Leave out the pictures and copy everything else below exactly.

#### RECORDS TO USE

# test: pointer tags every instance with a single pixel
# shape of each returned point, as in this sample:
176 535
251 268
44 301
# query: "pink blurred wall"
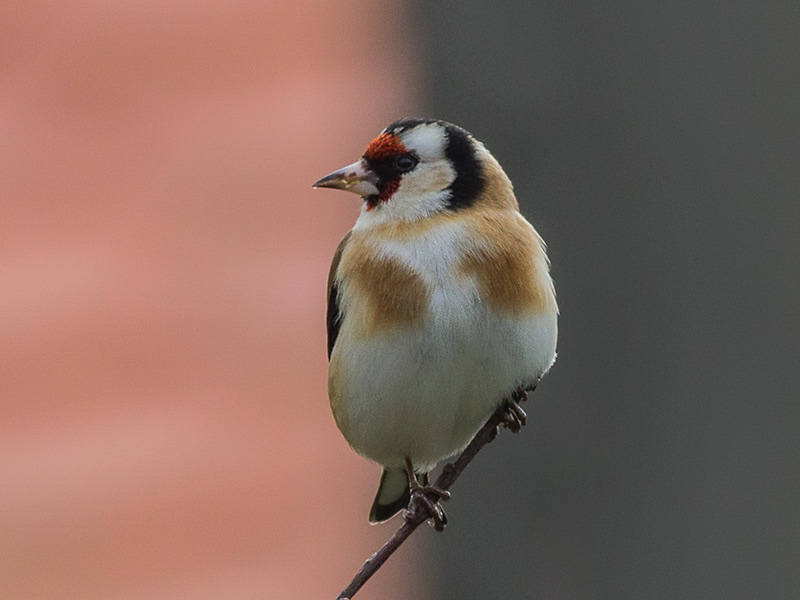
164 426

########

#### RESULT BELOW:
# test: pointer tags every instance with a single pixel
# shape of each returned point, as in this sample:
176 535
251 268
44 301
# query: "pink blurred wall"
164 426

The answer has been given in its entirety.